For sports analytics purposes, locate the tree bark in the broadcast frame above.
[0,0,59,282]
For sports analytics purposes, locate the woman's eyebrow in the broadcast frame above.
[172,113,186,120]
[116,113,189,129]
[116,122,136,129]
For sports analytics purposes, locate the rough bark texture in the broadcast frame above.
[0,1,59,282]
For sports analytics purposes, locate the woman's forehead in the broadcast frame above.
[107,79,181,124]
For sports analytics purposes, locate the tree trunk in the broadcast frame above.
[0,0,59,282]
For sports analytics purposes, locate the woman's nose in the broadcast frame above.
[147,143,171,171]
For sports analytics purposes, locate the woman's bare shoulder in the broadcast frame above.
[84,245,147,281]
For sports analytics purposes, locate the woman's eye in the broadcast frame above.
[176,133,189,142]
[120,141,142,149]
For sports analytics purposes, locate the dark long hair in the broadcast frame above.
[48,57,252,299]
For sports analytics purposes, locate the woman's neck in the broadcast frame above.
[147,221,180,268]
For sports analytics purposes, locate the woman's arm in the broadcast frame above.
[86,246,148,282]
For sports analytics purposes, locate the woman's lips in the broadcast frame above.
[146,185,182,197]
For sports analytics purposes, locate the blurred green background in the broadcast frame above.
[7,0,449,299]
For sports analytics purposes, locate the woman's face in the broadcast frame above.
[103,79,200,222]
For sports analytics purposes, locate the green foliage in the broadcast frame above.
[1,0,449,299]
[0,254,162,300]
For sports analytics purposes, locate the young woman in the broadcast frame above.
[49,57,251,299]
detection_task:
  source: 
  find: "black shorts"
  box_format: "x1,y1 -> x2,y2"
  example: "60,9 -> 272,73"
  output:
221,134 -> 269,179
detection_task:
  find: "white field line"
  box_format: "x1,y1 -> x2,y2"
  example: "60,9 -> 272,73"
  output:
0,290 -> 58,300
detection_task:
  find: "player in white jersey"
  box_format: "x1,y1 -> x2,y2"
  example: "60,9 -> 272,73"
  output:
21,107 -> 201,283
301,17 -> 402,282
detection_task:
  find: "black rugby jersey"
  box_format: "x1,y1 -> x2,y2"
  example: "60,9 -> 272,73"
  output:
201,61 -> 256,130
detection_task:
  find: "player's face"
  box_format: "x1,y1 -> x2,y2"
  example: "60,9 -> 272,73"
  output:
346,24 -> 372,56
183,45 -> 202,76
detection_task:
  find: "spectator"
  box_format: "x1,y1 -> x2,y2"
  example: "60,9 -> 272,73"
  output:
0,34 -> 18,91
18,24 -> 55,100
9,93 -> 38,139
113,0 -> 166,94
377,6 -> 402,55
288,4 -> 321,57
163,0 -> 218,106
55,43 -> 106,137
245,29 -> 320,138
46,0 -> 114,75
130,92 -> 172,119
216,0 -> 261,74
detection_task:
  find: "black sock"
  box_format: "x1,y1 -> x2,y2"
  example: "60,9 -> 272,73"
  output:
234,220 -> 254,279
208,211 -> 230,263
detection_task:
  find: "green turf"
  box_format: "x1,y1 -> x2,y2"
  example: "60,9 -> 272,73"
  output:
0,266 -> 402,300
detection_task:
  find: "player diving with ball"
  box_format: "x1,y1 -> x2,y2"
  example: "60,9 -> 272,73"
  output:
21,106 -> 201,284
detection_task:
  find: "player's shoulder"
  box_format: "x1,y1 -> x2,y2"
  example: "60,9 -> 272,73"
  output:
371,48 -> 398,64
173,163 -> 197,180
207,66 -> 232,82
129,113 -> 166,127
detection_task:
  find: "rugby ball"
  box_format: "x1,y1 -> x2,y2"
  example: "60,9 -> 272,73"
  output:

**********

Copy out every row above character for character, changing nothing.

▶ **RESULT FOR THIS EXERCISE**
For sports analytics purposes, locate the tree bark in the broadcast frame above.
[0,0,59,282]
For sports analytics purposes, locate the woman's eyebrow in the broadcast frame above.
[172,113,186,120]
[116,113,189,129]
[116,122,136,129]
For sports analytics purposes, locate the rough bark texture in the broadcast frame above.
[0,1,59,282]
For sports analytics purposes, locate the woman's forehead in the broadcast frame above.
[107,79,181,124]
For sports analytics purposes, locate the tree trunk in the broadcast frame above.
[0,0,59,282]
For sports analytics purposes, locate the woman's nose in the broadcast frame above.
[147,143,171,171]
For sports analytics purposes, locate the woman's bare shoulder in the broadcast frame above.
[84,245,147,281]
For sports analytics purposes, locate the woman's eye in the broadcast frame above.
[176,133,189,142]
[120,141,142,149]
For sports analytics purposes, locate the dark long hair in the broadcast frame above.
[48,57,252,299]
For sports analytics purposes, locate the woman's neck in the broadcast frame above.
[147,221,180,268]
For sports analytics purposes, locate the woman's arm in the broadcast frame above.
[86,246,148,282]
For sports analytics purposes, locate the woman's lips in the broadcast frame above.
[146,185,182,197]
For sports analytics purposes, locate the blurred green background in the broadcast frame above.
[7,0,449,299]
For sports analytics purposes, locate the woman's face in the broadcast frame above.
[103,79,200,222]
For sports analytics purposes, locate the green foliage in the broadcast frame above.
[1,0,449,299]
[0,254,162,300]
For sports analytics purposes, locate the young woman in the broadcast frame above.
[49,57,251,299]
detection_task:
  source: 
  find: "black shorts"
  box_format: "x1,y1 -> x2,y2"
  example: "60,9 -> 272,73"
  output:
221,134 -> 269,179
detection_task:
  find: "white field line"
  box_format: "x1,y1 -> x2,y2"
  example: "60,9 -> 272,73"
  output:
0,290 -> 58,300
detection_task:
  find: "player in white jersey"
  box_format: "x1,y1 -> x2,y2"
  example: "60,9 -> 272,73"
  output:
21,107 -> 201,283
301,17 -> 402,282
detection_task:
  find: "black rugby jersey"
  box_format: "x1,y1 -> x2,y2"
  example: "60,9 -> 272,73"
  output:
201,61 -> 256,130
detection_task:
  find: "player's face"
  box_format: "x1,y1 -> x2,y2"
  example: "60,9 -> 272,73"
  output:
346,24 -> 372,56
183,45 -> 202,76
detection_task:
  find: "spectator"
  box_format: "x1,y1 -> x2,y2"
  example: "60,9 -> 272,73"
  output:
0,34 -> 18,91
18,24 -> 55,100
9,93 -> 38,139
113,0 -> 166,94
377,6 -> 402,55
288,4 -> 321,57
163,0 -> 218,106
55,43 -> 106,137
245,29 -> 320,138
46,0 -> 114,75
130,92 -> 172,119
216,0 -> 261,74
detection_task:
  find: "black sock"
  box_format: "x1,y1 -> x2,y2"
  example: "60,9 -> 272,73"
  output:
234,220 -> 254,279
208,211 -> 230,263
detection_task:
  find: "green turf"
  box_format: "x1,y1 -> x2,y2"
  example: "60,9 -> 272,73"
  output:
0,266 -> 402,300
detection_task:
  find: "player diving with ball"
  box_format: "x1,y1 -> x2,y2"
  example: "60,9 -> 272,73"
  output:
21,106 -> 201,284
detection_task:
  find: "player's shoulder"
  box_format: "x1,y1 -> x2,y2"
  example: "60,9 -> 272,73"
  output:
371,48 -> 398,64
173,163 -> 197,180
207,66 -> 232,82
129,113 -> 166,127
detection_task:
  find: "rugby ball"
  box_format: "x1,y1 -> x2,y2"
  example: "60,9 -> 272,73"
  output:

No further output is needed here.